- **REQUIRED WORK**
Render everything from the line containing "Give the segmentation of every instance of the defender's" down to the line containing "620L798 620L810 608L830" as a Markdown table, with a "Row" column numbering each line and an "Entry" column holding the line itself.

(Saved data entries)
<<<<

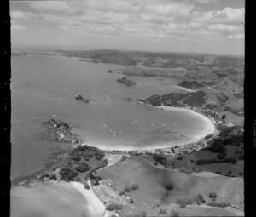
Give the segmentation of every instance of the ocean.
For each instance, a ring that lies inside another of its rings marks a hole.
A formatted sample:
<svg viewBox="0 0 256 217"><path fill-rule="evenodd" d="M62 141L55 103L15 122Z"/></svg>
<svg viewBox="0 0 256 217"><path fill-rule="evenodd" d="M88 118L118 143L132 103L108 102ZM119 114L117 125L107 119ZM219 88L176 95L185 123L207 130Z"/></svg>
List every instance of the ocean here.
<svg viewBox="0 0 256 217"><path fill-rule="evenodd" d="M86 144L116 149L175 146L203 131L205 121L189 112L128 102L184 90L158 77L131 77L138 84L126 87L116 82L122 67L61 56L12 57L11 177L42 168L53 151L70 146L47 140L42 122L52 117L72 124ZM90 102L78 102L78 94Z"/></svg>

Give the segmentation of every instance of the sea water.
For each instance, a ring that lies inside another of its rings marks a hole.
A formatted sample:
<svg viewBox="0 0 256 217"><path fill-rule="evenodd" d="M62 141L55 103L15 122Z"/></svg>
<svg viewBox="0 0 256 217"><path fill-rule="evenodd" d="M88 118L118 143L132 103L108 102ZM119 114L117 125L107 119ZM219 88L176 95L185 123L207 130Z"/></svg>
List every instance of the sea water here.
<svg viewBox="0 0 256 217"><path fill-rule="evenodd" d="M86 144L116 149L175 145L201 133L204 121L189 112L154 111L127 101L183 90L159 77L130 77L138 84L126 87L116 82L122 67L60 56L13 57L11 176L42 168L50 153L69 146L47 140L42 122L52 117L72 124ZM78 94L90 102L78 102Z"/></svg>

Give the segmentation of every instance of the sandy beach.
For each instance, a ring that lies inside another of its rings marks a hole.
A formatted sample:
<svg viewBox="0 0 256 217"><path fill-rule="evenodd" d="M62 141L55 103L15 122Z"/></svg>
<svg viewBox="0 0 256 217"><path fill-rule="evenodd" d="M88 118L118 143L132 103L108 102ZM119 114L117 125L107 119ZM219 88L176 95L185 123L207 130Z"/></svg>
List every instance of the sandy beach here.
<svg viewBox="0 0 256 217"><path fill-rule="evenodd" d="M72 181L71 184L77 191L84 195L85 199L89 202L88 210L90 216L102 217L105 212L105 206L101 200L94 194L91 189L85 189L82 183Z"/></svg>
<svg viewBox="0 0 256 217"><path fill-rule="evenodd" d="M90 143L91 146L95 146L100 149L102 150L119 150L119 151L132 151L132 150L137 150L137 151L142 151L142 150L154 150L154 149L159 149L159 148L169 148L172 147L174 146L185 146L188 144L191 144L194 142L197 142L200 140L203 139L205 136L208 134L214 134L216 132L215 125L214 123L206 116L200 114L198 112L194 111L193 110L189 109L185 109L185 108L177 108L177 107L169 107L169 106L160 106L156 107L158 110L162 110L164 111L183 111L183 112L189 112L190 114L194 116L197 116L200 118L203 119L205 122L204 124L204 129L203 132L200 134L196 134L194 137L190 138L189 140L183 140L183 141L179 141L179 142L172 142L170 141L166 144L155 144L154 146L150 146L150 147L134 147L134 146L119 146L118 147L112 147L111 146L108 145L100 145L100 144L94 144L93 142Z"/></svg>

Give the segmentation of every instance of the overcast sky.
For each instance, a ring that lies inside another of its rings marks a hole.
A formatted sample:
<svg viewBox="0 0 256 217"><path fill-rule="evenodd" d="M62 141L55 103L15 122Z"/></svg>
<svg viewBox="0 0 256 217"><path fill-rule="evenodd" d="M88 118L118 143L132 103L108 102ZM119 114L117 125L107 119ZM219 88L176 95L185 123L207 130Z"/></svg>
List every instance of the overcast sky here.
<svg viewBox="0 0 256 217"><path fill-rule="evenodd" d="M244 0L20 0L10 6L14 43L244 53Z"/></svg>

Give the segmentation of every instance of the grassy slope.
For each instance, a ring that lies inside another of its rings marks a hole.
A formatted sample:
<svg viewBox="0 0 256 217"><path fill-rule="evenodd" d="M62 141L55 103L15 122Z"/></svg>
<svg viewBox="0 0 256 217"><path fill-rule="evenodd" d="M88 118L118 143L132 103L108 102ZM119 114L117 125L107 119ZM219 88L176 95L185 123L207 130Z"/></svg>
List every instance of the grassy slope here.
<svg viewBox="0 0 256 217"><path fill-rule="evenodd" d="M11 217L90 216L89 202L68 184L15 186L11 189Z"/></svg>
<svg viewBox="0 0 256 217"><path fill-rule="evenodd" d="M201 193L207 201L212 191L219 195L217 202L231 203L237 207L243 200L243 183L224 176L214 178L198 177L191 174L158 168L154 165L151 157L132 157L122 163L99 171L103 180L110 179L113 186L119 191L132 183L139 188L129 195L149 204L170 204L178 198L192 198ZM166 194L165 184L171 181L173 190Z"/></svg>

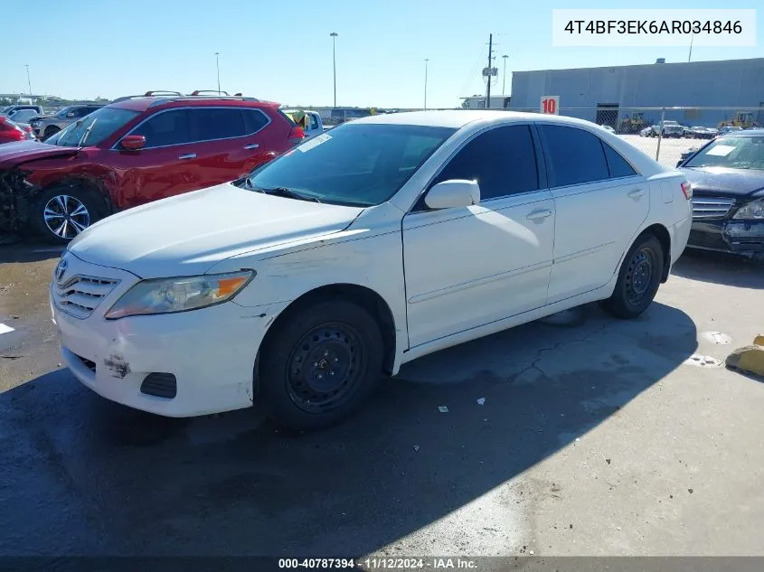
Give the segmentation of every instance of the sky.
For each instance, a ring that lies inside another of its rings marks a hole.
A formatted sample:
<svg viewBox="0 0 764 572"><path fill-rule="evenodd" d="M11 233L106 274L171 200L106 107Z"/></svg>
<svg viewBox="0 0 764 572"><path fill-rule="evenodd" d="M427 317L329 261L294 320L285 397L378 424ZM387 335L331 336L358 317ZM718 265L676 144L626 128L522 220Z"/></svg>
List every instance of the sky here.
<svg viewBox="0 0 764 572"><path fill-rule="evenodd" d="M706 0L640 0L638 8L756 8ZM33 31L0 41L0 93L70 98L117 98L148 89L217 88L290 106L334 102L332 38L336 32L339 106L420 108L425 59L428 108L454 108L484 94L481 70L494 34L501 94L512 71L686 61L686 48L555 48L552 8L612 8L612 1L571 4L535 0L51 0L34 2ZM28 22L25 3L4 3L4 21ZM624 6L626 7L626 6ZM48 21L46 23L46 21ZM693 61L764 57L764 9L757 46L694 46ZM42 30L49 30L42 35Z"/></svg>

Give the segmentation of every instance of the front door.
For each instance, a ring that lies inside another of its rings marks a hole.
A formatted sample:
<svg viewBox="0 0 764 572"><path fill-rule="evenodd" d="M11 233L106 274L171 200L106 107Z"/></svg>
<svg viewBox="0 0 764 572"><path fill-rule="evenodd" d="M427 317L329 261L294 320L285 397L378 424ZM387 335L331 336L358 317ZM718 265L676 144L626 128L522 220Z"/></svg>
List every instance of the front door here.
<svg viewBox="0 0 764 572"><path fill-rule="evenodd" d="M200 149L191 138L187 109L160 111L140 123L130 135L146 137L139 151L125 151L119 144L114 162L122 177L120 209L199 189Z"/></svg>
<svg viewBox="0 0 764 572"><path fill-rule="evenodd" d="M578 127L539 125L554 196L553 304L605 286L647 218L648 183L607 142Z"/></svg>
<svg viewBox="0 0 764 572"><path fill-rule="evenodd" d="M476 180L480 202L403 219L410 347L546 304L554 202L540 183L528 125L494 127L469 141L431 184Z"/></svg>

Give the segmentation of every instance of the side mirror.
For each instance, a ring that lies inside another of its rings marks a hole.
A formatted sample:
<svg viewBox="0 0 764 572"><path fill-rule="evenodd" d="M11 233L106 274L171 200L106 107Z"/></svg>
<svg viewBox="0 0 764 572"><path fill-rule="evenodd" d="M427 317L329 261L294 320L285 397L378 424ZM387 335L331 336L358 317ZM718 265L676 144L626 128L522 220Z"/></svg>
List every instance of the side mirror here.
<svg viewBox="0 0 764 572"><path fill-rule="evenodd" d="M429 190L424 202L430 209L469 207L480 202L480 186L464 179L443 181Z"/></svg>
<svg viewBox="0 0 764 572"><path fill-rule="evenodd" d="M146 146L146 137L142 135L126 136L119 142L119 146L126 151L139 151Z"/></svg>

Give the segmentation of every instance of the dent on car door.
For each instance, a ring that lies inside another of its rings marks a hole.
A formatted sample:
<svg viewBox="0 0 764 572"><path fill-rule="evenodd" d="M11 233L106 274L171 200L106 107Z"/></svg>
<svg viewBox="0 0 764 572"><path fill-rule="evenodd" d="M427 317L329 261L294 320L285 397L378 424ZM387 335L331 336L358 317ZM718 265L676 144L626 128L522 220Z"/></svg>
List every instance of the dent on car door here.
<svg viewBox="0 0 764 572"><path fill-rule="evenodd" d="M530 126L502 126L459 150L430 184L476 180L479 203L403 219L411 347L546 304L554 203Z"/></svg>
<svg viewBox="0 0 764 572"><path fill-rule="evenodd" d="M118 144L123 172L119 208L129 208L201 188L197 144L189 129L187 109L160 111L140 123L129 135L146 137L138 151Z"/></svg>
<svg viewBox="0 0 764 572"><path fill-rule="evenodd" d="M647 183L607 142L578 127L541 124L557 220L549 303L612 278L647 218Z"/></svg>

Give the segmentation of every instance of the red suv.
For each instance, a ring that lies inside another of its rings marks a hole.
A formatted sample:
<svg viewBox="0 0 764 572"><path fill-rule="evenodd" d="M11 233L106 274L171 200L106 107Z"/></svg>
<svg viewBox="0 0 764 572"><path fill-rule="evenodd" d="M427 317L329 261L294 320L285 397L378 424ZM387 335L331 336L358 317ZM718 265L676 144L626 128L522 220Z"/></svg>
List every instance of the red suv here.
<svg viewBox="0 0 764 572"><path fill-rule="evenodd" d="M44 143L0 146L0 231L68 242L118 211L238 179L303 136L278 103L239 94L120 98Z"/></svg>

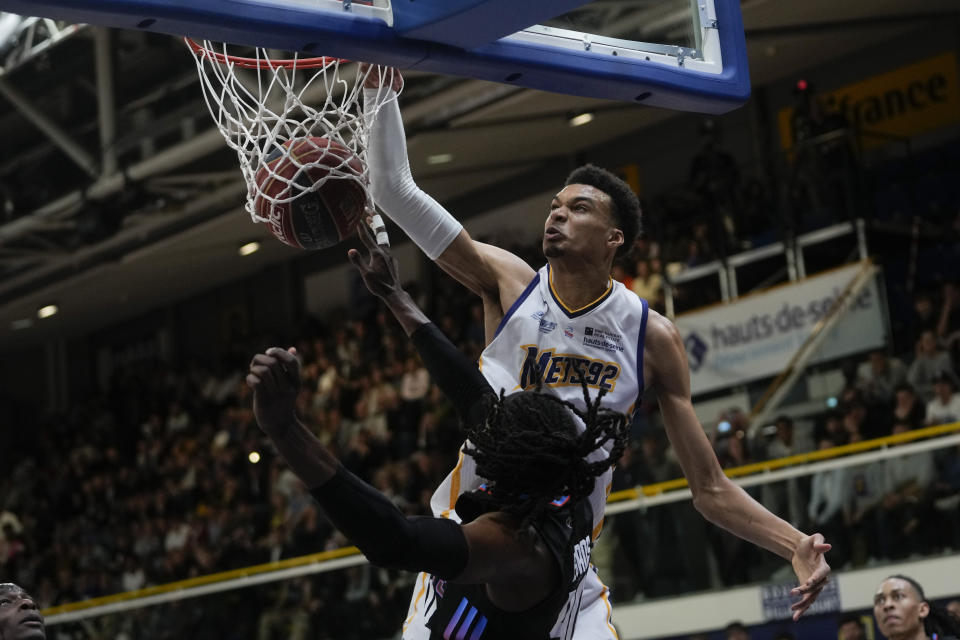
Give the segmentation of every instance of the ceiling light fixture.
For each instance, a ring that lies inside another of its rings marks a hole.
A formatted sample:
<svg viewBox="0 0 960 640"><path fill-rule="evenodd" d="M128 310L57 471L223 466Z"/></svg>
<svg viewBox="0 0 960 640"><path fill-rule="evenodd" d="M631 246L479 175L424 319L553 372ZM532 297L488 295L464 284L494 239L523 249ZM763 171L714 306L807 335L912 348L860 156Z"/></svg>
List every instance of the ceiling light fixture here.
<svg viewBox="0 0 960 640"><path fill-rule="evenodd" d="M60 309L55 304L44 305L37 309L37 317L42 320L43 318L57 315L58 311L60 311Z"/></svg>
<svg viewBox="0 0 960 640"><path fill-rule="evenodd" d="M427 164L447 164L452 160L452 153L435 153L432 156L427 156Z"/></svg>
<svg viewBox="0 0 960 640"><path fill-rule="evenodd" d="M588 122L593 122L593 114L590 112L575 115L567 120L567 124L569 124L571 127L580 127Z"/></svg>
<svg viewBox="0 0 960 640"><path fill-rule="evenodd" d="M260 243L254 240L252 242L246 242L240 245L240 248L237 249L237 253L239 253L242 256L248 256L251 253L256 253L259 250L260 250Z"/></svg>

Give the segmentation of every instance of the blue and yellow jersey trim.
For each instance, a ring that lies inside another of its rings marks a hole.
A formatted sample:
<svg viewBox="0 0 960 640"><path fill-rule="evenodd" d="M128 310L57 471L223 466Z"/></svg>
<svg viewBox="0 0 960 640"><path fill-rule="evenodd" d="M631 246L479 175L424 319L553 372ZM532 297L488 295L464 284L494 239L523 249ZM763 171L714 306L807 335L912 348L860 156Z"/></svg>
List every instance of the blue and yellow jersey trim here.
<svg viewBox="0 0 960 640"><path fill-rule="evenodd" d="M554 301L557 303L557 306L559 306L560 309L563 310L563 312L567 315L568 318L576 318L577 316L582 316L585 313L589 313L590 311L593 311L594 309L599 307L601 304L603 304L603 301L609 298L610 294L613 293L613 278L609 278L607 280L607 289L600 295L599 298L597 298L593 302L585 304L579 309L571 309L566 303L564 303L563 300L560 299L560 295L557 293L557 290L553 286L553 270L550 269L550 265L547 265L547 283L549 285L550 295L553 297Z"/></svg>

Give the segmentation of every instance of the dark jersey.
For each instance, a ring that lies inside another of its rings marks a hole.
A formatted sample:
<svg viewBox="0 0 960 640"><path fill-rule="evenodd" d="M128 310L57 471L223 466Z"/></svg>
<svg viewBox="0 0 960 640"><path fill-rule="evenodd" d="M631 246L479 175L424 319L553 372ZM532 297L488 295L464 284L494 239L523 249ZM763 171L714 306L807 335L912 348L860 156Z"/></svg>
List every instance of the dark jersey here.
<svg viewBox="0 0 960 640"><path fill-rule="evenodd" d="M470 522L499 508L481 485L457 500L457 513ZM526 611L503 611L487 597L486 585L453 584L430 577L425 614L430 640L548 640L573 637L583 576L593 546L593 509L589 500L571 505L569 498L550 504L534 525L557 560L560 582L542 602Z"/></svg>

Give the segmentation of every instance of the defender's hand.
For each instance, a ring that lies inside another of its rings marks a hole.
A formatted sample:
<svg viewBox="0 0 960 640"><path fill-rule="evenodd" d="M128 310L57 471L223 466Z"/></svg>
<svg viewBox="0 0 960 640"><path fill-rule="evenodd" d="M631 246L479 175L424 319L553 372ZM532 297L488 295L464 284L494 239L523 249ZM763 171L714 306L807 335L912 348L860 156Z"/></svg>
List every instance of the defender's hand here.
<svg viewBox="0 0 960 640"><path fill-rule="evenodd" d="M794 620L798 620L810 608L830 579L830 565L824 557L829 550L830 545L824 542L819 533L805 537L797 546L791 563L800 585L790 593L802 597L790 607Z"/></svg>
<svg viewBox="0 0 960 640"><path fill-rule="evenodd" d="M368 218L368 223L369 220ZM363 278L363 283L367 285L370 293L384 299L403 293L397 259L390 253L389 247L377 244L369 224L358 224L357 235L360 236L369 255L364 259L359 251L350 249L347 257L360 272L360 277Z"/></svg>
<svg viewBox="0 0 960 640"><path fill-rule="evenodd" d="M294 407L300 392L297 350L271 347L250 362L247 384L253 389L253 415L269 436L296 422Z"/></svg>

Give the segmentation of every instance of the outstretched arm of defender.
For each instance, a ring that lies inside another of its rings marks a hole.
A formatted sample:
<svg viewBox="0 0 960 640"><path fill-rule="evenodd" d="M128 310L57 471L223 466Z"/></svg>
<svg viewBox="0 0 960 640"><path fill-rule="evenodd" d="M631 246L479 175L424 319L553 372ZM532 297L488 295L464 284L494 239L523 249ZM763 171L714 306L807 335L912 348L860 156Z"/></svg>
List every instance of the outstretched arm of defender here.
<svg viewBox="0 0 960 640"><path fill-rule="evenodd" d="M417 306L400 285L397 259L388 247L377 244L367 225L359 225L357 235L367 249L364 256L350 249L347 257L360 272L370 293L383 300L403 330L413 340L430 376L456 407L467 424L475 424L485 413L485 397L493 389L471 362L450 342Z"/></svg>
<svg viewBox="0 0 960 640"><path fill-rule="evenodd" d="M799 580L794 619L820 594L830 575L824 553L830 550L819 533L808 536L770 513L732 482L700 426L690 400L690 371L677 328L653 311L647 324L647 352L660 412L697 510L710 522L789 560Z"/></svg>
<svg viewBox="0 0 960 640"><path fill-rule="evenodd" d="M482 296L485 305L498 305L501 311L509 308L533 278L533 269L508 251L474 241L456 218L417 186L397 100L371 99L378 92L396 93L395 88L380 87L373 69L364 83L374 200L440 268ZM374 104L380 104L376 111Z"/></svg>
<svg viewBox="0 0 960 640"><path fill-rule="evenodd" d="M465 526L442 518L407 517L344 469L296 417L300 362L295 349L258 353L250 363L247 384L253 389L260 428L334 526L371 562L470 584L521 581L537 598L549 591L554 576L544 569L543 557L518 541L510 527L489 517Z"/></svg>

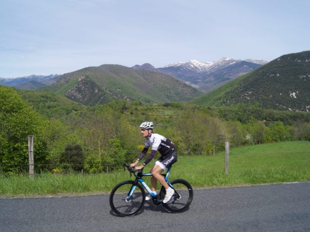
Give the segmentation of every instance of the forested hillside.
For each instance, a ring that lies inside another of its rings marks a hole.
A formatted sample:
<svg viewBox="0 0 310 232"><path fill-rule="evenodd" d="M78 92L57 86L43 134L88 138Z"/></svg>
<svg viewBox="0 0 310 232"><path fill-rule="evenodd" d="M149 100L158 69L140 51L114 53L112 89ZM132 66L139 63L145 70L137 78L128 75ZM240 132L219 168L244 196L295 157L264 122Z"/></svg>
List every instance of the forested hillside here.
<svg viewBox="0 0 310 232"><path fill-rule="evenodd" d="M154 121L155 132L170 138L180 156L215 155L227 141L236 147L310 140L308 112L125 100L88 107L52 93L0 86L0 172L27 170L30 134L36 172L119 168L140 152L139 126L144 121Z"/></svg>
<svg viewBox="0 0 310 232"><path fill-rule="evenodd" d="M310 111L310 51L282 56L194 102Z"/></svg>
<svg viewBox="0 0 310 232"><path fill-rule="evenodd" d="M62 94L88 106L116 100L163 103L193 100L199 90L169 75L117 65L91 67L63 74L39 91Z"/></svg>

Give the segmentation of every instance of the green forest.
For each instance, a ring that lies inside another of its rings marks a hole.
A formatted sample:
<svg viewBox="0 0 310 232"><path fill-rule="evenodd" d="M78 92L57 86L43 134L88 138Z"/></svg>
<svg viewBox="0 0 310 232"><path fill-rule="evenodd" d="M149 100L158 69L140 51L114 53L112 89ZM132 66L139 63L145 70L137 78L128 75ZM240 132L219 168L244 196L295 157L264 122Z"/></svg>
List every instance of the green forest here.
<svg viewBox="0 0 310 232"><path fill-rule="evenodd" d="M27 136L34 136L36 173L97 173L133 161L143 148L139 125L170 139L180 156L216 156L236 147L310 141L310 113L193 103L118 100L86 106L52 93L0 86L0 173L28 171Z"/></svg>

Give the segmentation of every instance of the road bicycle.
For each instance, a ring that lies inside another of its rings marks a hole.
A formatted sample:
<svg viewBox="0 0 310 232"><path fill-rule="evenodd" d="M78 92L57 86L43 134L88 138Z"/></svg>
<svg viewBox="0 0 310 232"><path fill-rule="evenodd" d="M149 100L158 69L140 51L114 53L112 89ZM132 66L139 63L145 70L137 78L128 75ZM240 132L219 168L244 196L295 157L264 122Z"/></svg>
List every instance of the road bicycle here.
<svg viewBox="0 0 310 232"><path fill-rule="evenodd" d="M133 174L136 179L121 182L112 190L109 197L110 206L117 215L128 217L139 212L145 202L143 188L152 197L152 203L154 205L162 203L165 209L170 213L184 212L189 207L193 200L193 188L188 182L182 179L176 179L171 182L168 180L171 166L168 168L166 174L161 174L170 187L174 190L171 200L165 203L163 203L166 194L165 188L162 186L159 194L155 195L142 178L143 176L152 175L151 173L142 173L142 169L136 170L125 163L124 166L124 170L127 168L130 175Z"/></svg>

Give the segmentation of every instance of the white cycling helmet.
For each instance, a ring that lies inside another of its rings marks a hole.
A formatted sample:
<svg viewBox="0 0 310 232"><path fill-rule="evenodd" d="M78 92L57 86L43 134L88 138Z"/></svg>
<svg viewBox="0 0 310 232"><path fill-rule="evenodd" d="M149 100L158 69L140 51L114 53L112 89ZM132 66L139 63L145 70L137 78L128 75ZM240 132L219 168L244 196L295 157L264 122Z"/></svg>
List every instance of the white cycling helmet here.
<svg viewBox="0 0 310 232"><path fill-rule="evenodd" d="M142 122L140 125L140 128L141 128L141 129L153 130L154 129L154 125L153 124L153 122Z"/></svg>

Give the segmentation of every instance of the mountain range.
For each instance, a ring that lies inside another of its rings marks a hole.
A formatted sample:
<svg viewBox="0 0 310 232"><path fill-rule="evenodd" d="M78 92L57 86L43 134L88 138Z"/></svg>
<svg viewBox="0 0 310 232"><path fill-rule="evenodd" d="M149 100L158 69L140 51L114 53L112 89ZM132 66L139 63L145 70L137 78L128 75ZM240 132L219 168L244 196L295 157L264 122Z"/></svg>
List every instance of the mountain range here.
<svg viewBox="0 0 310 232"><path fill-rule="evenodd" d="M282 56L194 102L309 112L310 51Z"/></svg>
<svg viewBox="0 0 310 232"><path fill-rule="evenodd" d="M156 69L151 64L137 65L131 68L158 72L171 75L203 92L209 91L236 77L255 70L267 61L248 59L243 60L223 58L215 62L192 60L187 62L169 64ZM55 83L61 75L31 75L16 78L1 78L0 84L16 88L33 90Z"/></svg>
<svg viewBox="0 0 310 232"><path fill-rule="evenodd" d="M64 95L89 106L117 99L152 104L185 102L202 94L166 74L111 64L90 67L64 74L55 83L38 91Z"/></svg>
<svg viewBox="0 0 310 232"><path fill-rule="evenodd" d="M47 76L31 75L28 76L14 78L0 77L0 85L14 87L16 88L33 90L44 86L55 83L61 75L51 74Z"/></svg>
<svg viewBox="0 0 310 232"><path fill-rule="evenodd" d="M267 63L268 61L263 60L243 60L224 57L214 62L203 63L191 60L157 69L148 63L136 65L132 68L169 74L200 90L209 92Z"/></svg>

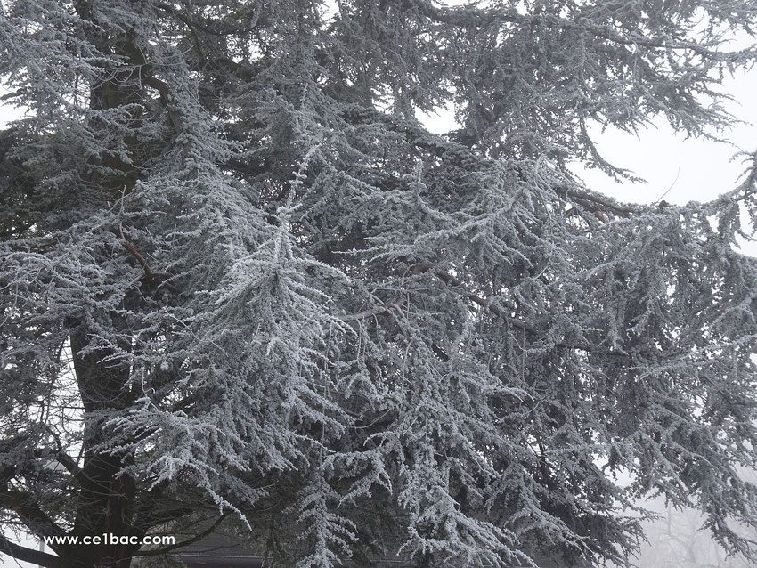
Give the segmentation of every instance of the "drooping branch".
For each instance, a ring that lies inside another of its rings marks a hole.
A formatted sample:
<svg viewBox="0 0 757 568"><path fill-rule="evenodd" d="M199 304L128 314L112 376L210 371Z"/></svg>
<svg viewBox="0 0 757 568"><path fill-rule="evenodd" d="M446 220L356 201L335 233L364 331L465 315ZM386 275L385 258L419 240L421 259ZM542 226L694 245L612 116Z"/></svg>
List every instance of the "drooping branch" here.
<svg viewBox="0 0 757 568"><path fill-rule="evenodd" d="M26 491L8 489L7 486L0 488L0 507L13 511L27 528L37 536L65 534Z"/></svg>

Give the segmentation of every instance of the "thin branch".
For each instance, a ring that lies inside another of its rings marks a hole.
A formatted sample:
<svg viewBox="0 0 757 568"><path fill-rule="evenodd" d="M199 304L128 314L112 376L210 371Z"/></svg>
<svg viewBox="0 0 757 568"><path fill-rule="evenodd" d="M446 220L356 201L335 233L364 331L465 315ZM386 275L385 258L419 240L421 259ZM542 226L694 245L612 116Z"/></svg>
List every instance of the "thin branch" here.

>>>>

- **ANSWER BELOW**
| Row | Entry |
|---|---|
| 1 | Give the segmentation of every instance of the defender's hand. |
| 2 | For each instance, a ring that lies inside another of its rings marks a hole. |
| 3 | A formatted sample: |
| 4 | <svg viewBox="0 0 960 640"><path fill-rule="evenodd" d="M128 310L57 471L223 466Z"/></svg> |
| 5 | <svg viewBox="0 0 960 640"><path fill-rule="evenodd" d="M631 246L479 175L424 319L553 372ZM532 297L488 295L464 284L494 239L523 249ZM763 171L714 306L807 335L912 348L860 156Z"/></svg> |
| 6 | List every instance of the defender's hand here. |
| 7 | <svg viewBox="0 0 960 640"><path fill-rule="evenodd" d="M794 620L798 620L810 608L830 579L830 565L824 557L829 550L830 545L824 542L819 533L805 537L797 546L791 563L800 585L790 593L802 597L790 607Z"/></svg> |